EXCERPT TO READ -
=== Section Start ===

Since last year, CMS has proposed rules that would limit or eliminate the practice of applying the value of discount coupons for brand-name pharmaceuticals to patient’s insurance deductibles. Now CMS appears to moving forward with the controversial policy, which it says is intended to lower the overall cost of medications. Insurance companies support the idea. But many advocacy groups believe that it will present financial obstacles for patients, ultimately compromising quality care.

New 2021 Rules

As CMS reviewed its rules for 2021, it said that insurers on the ACA exchange can decide for themselves whether or not to apply the value of discount pharmaceutical manufacturer coupons to the deductibles of insured members. That includes assistance programs, copay cards, manufacturer coupons, or other copay assistance provided to patients to make brand name pharmaceuticals more affordable. Patients, particularly those with chronic conditions, depend on copay assistance programs. These programs are offered through some drug manufacturers as well as nonprofit charitable organizations.

=== Section End ===

INFORMATION GIVEN -
=== Section Start ===

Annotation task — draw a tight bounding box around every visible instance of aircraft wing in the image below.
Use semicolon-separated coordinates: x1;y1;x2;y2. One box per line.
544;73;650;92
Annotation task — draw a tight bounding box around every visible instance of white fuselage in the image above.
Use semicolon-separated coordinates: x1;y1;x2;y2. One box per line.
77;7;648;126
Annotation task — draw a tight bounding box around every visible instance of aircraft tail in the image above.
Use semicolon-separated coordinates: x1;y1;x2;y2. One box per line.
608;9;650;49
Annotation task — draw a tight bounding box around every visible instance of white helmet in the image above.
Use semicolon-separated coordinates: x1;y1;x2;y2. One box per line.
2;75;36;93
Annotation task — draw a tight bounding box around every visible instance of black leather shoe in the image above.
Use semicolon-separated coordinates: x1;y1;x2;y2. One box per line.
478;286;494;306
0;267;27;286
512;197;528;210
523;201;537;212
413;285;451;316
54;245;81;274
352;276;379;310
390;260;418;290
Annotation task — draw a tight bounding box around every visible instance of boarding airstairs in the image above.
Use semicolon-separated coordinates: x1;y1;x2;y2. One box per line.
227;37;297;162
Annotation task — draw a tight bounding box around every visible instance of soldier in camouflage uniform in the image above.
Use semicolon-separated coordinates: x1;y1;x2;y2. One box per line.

=== Section End ===

THE PROBLEM - Reproduce word for word the part of the CMS coupon rules text that begins at the words "Since last year, CMS" and ends after the words "compromising quality care.".

COMPLETED EXERCISE -
Since last year, CMS has proposed rules that would limit or eliminate the practice of applying the value of discount coupons for brand-name pharmaceuticals to patient’s insurance deductibles. Now CMS appears to moving forward with the controversial policy, which it says is intended to lower the overall cost of medications. Insurance companies support the idea. But many advocacy groups believe that it will present financial obstacles for patients, ultimately compromising quality care.